TEXT below:
Some weeks before, they had exiled our faithful Armenian pastor, who for a great many years had toiled there, as he himself told us, “to make a little oasis in that desert.”
For many weeks Mr. C. of our College in BO. had stayed in Kara Hissar to try and get back our church and school, but nothing could be done. The Turks had named our church “Patience Mosque,” because, they said, they had waited so many years to get it.
It was with broken hearts that we left the town, and hardly had we started on our way when we began to pass one train after another crowded, jammed with these poor people, being carried away to some spot where no food could be obtained. At every station where we stopped, we came side by side with one of these trains. It was made up of cattle-trucks, and the faces of little children were looking out from behind the tiny barred windows of each truck. The side doors were wide open, and one could plainly see old men and old women, young mothers with tiny babies, men, women and children, all huddled together like so many sheep or pigs—human beings treated worse than cattle are treated.
About eight o’clock that evening we came to a station where there stood one of these trains. The Armenians told us that they had been in the station for three days with no food. The Turks kept them from buying food; in fact, at the end of these trains there was a truck-full of Turkish soldiers ready to drive these poor people on when they reached the Salt Desert or whatever place they were being taken to.
Old women weeping, babies crying piteously. Oh, it was awful to see such brutality, to hear such suffering.
They told us that twenty babies had been thrown into a river as a train crossed—thrown by the mothers themselves, who could not bear to hear their little ones crying for food when there was no food to give them.
One woman gave birth to twins in one of those crowded trucks, and crossing a river she threw both her babies and then herself into the water.
Those who could not pay to ride in these cattle-trucks were forced to walk. All along the road, as our train passed, we saw them walking slowly and sadly along, driven from their homes like sheep to the slaughter.
A German officer was on the train with us, and I asked him if Germany had anything to do with this deportation, for I thought it was the most brutal thing that had ever happened. He said: “You can’t object to exiling a race; it’s only the way the Turks are doing it which is bad.” He said he had just come from the interior himself and had seen the most terrible sights he ever saw in his life. He said: “Hundreds of people were walking over the mountains, driven by soldiers. Many dead and dying by the roadside. Old women and little children too feeble to walk were strapped to the sides of donkeys. Babies lying dead in the road. Human life thrown away everywhere.”
End of TEXT.
DATA TO EXAMINE below:
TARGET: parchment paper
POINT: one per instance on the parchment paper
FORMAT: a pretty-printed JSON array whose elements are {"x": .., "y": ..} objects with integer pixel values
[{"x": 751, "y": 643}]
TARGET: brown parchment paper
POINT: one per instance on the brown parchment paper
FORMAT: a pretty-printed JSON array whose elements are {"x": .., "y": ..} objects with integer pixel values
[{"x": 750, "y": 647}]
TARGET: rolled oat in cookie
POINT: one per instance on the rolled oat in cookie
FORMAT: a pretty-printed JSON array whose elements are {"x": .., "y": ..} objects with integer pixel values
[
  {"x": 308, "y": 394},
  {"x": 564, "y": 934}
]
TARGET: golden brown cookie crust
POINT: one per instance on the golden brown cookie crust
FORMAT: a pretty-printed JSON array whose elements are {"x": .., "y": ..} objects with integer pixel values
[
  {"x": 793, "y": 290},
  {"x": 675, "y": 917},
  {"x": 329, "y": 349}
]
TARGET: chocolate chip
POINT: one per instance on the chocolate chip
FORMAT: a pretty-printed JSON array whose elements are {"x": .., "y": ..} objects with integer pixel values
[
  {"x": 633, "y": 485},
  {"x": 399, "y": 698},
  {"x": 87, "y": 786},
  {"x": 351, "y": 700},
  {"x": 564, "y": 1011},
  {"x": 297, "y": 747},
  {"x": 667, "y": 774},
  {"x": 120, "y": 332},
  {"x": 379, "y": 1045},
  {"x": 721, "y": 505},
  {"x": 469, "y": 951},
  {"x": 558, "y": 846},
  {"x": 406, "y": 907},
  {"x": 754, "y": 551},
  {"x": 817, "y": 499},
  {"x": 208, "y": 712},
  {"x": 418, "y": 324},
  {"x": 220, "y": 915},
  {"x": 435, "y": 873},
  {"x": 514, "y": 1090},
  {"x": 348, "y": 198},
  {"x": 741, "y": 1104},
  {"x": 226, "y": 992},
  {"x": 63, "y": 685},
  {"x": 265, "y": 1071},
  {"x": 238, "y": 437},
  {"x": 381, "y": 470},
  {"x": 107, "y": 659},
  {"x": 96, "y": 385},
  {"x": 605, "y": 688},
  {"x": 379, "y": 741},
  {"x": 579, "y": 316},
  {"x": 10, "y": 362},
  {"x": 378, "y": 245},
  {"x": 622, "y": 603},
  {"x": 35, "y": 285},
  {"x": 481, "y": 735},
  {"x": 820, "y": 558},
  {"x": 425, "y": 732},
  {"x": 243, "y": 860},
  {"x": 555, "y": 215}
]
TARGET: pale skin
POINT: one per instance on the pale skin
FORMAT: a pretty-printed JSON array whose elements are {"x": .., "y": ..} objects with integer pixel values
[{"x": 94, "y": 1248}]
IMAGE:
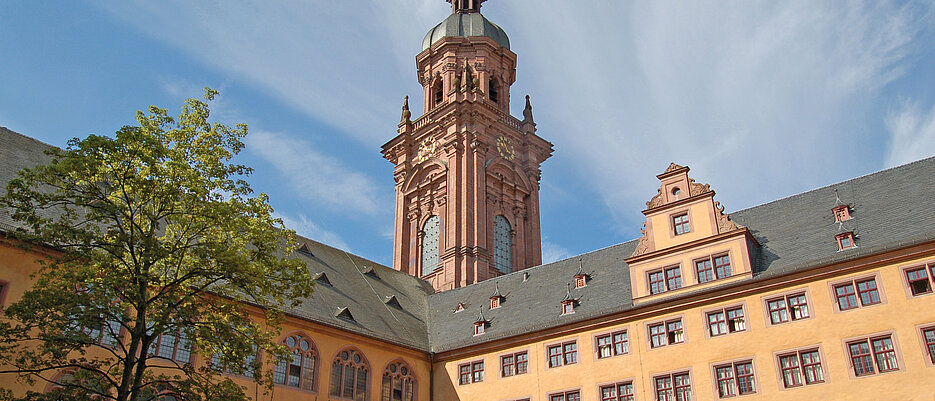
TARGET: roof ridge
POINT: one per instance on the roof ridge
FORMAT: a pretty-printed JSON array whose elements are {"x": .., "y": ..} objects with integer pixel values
[{"x": 847, "y": 181}]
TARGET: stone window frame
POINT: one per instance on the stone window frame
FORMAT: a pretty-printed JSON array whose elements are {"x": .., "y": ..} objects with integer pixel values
[
  {"x": 665, "y": 322},
  {"x": 613, "y": 344},
  {"x": 710, "y": 258},
  {"x": 875, "y": 276},
  {"x": 632, "y": 381},
  {"x": 672, "y": 373},
  {"x": 927, "y": 266},
  {"x": 665, "y": 278},
  {"x": 472, "y": 372},
  {"x": 927, "y": 354},
  {"x": 765, "y": 300},
  {"x": 561, "y": 344},
  {"x": 897, "y": 349},
  {"x": 513, "y": 354},
  {"x": 798, "y": 351},
  {"x": 564, "y": 393},
  {"x": 757, "y": 378},
  {"x": 746, "y": 319}
]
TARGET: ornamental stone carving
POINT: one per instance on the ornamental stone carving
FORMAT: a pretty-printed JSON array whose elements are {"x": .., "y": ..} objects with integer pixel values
[
  {"x": 644, "y": 245},
  {"x": 723, "y": 221}
]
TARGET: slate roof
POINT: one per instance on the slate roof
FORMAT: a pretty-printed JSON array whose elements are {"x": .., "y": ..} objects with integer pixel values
[
  {"x": 890, "y": 209},
  {"x": 362, "y": 294}
]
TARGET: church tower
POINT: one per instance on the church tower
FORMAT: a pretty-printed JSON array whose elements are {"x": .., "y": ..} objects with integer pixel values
[{"x": 467, "y": 172}]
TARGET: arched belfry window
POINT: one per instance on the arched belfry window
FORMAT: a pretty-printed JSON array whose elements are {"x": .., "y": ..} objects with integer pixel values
[
  {"x": 502, "y": 245},
  {"x": 430, "y": 245},
  {"x": 437, "y": 93},
  {"x": 300, "y": 370},
  {"x": 493, "y": 91},
  {"x": 349, "y": 375},
  {"x": 398, "y": 383}
]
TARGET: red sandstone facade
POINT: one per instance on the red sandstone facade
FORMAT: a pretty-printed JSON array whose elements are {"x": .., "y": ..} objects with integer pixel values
[{"x": 466, "y": 161}]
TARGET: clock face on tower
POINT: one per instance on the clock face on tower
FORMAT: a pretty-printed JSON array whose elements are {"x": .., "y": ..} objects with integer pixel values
[
  {"x": 505, "y": 147},
  {"x": 426, "y": 150}
]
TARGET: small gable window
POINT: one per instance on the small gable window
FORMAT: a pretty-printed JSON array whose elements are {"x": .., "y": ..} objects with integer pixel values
[
  {"x": 842, "y": 213},
  {"x": 568, "y": 307},
  {"x": 680, "y": 224},
  {"x": 845, "y": 240}
]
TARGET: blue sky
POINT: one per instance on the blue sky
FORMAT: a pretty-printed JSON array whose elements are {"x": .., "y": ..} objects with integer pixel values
[{"x": 762, "y": 99}]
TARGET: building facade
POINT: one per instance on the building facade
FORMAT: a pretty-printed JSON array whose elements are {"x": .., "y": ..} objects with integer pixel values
[{"x": 826, "y": 294}]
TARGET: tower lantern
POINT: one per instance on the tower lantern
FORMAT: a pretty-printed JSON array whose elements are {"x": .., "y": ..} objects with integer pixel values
[{"x": 467, "y": 172}]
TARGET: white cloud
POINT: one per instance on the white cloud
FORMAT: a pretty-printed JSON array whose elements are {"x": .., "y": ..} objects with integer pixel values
[
  {"x": 553, "y": 252},
  {"x": 913, "y": 134},
  {"x": 314, "y": 176},
  {"x": 339, "y": 63},
  {"x": 754, "y": 96},
  {"x": 307, "y": 228}
]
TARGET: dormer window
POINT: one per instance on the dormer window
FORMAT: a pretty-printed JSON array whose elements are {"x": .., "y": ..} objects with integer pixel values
[
  {"x": 581, "y": 278},
  {"x": 493, "y": 91},
  {"x": 842, "y": 213},
  {"x": 568, "y": 307},
  {"x": 680, "y": 224},
  {"x": 569, "y": 302},
  {"x": 480, "y": 325},
  {"x": 845, "y": 240},
  {"x": 497, "y": 298}
]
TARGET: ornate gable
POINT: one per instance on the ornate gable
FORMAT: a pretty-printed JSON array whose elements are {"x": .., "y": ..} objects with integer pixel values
[{"x": 687, "y": 240}]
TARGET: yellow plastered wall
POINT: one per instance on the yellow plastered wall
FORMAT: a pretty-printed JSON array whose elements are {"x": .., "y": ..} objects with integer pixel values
[
  {"x": 827, "y": 328},
  {"x": 16, "y": 265}
]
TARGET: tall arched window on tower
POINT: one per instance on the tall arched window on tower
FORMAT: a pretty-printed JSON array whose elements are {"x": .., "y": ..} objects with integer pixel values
[
  {"x": 349, "y": 374},
  {"x": 430, "y": 245},
  {"x": 437, "y": 92},
  {"x": 502, "y": 245},
  {"x": 493, "y": 91},
  {"x": 398, "y": 383}
]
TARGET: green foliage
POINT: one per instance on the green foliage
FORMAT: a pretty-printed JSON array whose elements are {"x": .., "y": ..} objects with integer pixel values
[{"x": 154, "y": 231}]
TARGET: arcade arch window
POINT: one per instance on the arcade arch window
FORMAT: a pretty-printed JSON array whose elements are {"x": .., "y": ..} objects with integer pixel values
[
  {"x": 175, "y": 345},
  {"x": 667, "y": 279},
  {"x": 673, "y": 387},
  {"x": 349, "y": 375},
  {"x": 300, "y": 370},
  {"x": 398, "y": 383},
  {"x": 430, "y": 245},
  {"x": 502, "y": 244}
]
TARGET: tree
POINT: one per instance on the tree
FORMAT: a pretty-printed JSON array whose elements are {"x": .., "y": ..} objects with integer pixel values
[{"x": 158, "y": 246}]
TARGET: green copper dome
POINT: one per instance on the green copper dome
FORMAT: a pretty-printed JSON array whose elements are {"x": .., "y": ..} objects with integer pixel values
[{"x": 466, "y": 25}]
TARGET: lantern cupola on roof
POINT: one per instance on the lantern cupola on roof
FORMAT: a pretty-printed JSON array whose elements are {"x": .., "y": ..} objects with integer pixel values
[{"x": 465, "y": 21}]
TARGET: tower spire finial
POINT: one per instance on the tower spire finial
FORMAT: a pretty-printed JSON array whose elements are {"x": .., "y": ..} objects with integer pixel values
[{"x": 465, "y": 6}]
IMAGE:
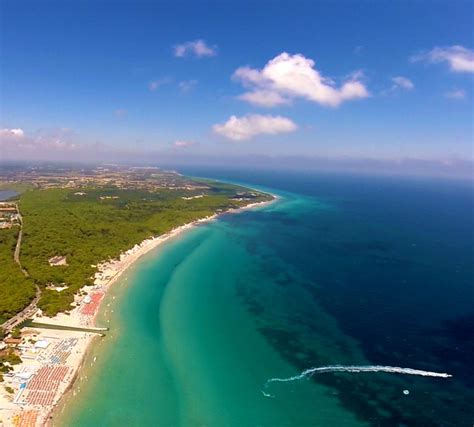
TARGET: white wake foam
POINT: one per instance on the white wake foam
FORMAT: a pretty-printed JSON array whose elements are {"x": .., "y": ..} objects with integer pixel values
[{"x": 308, "y": 373}]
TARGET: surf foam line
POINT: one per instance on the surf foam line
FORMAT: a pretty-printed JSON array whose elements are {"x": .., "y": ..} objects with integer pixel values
[{"x": 308, "y": 373}]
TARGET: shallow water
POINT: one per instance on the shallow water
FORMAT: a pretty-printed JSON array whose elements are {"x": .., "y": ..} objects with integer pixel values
[{"x": 341, "y": 271}]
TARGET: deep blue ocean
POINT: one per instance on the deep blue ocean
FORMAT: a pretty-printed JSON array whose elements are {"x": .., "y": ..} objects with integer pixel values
[
  {"x": 342, "y": 270},
  {"x": 391, "y": 260}
]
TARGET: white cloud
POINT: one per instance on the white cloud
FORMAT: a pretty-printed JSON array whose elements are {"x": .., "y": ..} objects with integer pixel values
[
  {"x": 11, "y": 133},
  {"x": 156, "y": 84},
  {"x": 455, "y": 94},
  {"x": 187, "y": 85},
  {"x": 197, "y": 48},
  {"x": 246, "y": 127},
  {"x": 459, "y": 58},
  {"x": 16, "y": 140},
  {"x": 180, "y": 143},
  {"x": 286, "y": 77},
  {"x": 402, "y": 82}
]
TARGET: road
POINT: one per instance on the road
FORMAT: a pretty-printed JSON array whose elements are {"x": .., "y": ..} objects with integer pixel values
[{"x": 32, "y": 308}]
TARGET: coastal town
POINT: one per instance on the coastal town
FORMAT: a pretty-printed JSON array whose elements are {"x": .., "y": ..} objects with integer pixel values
[{"x": 41, "y": 352}]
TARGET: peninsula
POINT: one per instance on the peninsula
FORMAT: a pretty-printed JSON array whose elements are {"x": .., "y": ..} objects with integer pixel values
[{"x": 65, "y": 237}]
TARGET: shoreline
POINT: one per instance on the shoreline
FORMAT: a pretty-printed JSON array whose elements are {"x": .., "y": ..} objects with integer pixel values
[{"x": 88, "y": 303}]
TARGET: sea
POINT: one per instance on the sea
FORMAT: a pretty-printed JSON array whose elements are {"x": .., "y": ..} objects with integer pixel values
[{"x": 254, "y": 319}]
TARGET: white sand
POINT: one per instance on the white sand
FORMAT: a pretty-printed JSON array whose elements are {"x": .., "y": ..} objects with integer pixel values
[{"x": 107, "y": 274}]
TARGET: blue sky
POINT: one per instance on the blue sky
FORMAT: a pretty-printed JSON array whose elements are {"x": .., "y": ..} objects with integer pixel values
[{"x": 350, "y": 79}]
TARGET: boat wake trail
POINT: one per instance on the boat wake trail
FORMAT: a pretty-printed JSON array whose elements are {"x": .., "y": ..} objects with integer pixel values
[{"x": 308, "y": 373}]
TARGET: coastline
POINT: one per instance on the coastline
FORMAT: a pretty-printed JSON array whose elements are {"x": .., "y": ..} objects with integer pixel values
[{"x": 87, "y": 305}]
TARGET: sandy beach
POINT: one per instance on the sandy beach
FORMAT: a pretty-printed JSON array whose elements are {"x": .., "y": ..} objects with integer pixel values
[{"x": 51, "y": 358}]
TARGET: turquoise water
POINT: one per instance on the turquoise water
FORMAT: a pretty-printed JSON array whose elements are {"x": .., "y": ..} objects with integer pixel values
[{"x": 334, "y": 273}]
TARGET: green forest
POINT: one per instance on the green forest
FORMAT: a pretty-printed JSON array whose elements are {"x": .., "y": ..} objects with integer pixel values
[
  {"x": 90, "y": 228},
  {"x": 16, "y": 291}
]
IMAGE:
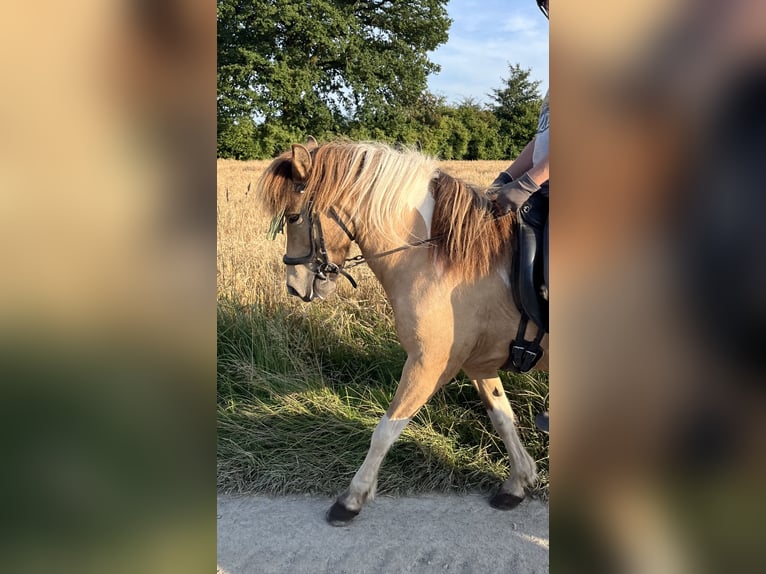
End of DATA TO EXAMINE.
▶ [WHAT IS REQUIRED]: Copy the account of the Armenian deportation word for word from "For many weeks" to "years to get it.". Nothing in the items matters here.

▶ [ANSWER SPACE]:
For many weeks Mr. C. of our College in BO. had stayed in Kara Hissar to try and get back our church and school, but nothing could be done. The Turks had named our church “Patience Mosque,” because, they said, they had waited so many years to get it.